··· Excerpted records ···

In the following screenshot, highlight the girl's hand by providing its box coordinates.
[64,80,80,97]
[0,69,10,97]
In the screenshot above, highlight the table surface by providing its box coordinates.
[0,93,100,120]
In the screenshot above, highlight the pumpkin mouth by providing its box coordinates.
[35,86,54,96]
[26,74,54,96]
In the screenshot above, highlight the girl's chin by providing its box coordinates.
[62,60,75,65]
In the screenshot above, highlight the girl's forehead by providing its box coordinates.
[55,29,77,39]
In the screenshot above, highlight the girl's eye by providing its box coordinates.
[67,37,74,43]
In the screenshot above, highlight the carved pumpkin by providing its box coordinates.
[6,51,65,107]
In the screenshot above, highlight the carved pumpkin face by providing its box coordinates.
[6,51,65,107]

···
··· Excerpted records ···

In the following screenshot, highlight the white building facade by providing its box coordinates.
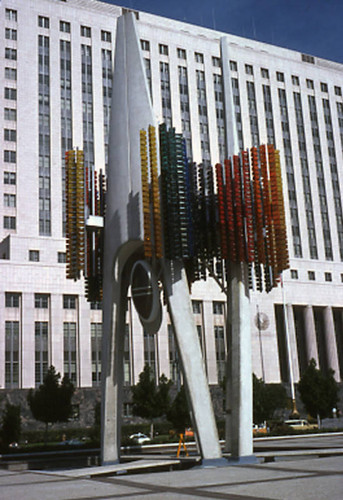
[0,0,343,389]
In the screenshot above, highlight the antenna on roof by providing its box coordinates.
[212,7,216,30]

···
··· Excerpted records ···

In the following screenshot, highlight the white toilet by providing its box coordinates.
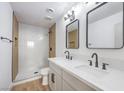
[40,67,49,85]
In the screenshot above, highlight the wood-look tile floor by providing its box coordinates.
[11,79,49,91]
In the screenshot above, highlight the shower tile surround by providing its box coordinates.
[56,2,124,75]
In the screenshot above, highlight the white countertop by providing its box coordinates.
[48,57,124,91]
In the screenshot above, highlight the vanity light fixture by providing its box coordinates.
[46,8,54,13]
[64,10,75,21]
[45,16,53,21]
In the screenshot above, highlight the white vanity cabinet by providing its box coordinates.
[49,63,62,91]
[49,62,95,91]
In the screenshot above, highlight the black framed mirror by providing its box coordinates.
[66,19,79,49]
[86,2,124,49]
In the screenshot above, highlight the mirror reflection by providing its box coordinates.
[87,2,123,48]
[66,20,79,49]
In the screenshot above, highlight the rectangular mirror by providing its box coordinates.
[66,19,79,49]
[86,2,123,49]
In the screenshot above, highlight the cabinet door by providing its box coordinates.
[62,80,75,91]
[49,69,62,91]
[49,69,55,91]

···

Turn the rows from the line containing "In the following screenshot, highlight the white toilet" through the line containing "[49,69,55,91]" into a two-column CSV with the headers text and coordinates. Give one line per row, with its text in one quoted field and its answer in the other, line breaks replaced by spaces and the pictures left out.

→ **Solution to the exercise**:
text,coordinates
"In the following screenshot, highlight the white toilet by providing its box coordinates.","[40,67,49,85]"
"In the screenshot above, highlight the wood-look tile floor by providing its box coordinates.","[11,79,49,91]"
"In the screenshot above, highlight the shower tile surround by providing its box coordinates.","[56,2,124,75]"
"In the screenshot above, highlight the white countertop by providing its box coordinates.","[48,57,124,91]"
"In the screenshot above, highlight the vanity light fixture by providing its box coordinates.","[46,8,54,13] [64,10,75,21] [45,16,53,21]"
"In the screenshot above, highlight the white vanity cabinet by providing its box coordinates.","[49,63,62,91] [49,62,95,91]"
"In the screenshot above, highlight the black framed mirror by providing its box coordinates.","[66,19,79,49] [86,2,124,49]"
"In the screenshot above, highlight the mirror reflection by providing its box coordinates.","[87,2,123,48] [66,20,79,49]"
"In the screenshot above, highlight the rectangular mirror by providing its box coordinates.","[66,19,79,49] [86,2,123,49]"
"In the screenshot above, highlight the cabinet door by providing its box coordinates.","[62,80,75,91] [49,69,62,91] [49,69,55,91]"